-- EXERCISE A --
List every charge that the news report on the Serb student's sentencing says Milos Jokic was found guilty of.

-- TEXT EXCERPT --
----
Thursday, September 21, 2000

Serb Student Sentenced for War Crime

By THE ASSOCIATED PRESS

GNJILANE, Yugoslavia (AP) -- A Serb student was sentenced to 20 years in prison Wednesday for killing ethnic Albanians in the first trial for war crimes committed in Kosovo during the crackdown by Yugoslav forces last year.

Milos Jokic, 21, was found guilty of killing Rexhep Emerllahu, 27, ordering the killing of another ethnic Albanian and of raping an ethnic Albanian woman. He was also found guilty of illegal possession of arms. Jokic had denied the charges.

At the trial which took place in a local court with Kosovo Albanian judges and one French judge, prosecutors leveled a charge of genocide against the student, arguing that a single ethnic group was targeted.

But he was convicted of ``war crimes against civilians,'' and not of genocide, said defense lawyer Zivojin Jokanovic, who said he would appeal the verdict.
----
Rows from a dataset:
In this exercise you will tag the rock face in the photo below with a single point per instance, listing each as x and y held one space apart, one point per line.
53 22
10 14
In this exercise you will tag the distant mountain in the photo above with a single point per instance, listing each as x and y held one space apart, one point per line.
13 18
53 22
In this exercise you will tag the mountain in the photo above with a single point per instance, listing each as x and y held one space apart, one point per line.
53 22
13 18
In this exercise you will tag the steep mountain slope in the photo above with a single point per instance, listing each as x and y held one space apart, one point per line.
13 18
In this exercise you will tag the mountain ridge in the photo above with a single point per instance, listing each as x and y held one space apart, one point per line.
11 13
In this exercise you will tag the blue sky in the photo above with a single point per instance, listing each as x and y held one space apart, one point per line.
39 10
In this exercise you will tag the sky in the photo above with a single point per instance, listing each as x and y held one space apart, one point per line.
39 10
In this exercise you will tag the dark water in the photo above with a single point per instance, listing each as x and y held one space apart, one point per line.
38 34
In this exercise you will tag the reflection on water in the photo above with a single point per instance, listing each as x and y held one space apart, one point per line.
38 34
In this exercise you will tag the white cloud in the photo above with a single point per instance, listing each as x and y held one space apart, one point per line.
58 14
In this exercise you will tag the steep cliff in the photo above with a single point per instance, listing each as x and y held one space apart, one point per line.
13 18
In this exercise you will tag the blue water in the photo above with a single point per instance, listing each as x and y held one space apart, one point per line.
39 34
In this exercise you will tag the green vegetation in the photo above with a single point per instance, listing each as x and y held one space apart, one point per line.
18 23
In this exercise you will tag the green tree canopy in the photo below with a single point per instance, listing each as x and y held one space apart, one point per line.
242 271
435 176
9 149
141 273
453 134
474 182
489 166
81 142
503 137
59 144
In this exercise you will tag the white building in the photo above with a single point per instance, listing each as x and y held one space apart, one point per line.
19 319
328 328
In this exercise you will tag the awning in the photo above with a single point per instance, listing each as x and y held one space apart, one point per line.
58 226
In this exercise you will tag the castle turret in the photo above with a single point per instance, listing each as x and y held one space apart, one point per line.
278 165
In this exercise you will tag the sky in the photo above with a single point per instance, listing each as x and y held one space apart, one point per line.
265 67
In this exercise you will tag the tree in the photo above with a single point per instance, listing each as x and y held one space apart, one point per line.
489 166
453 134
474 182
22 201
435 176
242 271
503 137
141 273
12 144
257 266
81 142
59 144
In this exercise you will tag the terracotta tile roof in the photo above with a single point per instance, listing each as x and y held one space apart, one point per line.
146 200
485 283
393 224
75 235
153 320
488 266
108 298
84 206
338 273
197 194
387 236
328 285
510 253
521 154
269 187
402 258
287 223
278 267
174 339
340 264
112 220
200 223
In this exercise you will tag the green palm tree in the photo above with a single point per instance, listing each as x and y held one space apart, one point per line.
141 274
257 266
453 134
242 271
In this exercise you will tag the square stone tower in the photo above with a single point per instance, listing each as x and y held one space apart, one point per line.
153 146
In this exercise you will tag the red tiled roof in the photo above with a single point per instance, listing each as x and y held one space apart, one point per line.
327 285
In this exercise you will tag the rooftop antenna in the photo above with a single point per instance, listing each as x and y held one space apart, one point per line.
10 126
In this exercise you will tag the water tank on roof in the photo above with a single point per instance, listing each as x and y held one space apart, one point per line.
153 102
----
-- EXERCISE B --
Rewrite the records from the line with "In this exercise you will tag the red" up to and including the last line of the records, replacing "per instance" with "per occurrence" and keeping everything else unchanged.

-- EXPECTED ANSWER A --
- Killing Rexhep Emerllahu, 27
- Ordering the killing of another ethnic Albanian
- Raping an ethnic Albanian woman
- Illegal possession of arms

-- EXPECTED ANSWER B --
In this exercise you will tag the red tiled roof in the photo above with a single point per occurrence, listing each as x and y held one space apart, one point per line.
327 285
In this exercise you will tag the rooftop antenna in the photo above with a single point per occurrence, listing each as x and y held one space apart, one point per line.
10 126
In this exercise you will tag the water tank on roof in the photo above with a single point per occurrence, listing each as x and y held one space apart, one point per line.
153 102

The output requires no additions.